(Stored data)

○ ○ ○ ○ ○

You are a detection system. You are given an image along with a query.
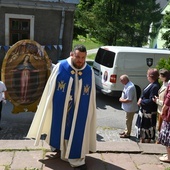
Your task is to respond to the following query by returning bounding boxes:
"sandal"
[159,155,170,163]
[120,134,130,138]
[162,154,168,158]
[119,131,125,135]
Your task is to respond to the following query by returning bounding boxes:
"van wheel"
[135,85,141,101]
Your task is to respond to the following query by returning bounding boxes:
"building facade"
[0,0,79,65]
[149,0,170,49]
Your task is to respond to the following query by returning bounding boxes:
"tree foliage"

○ ○ ○ ○ ○

> [Exercise goal]: Print, word for word, every entry shown above; the pictures stay out.

> [Task result]:
You are a detection system. You are given an image along with a query.
Your task is to respond to the following query by returning bounding boxes:
"sandal"
[159,155,170,163]
[120,134,130,138]
[162,154,168,158]
[119,131,125,135]
Your task is to respond to the following query by returning bounding boxes:
"van wheel"
[135,85,141,101]
Your task is to respond to the following query by returning bounding boxes:
"building facade"
[0,0,79,65]
[149,0,170,49]
Your task is to respond to the following query by returning bounding boxes:
"tree foliage"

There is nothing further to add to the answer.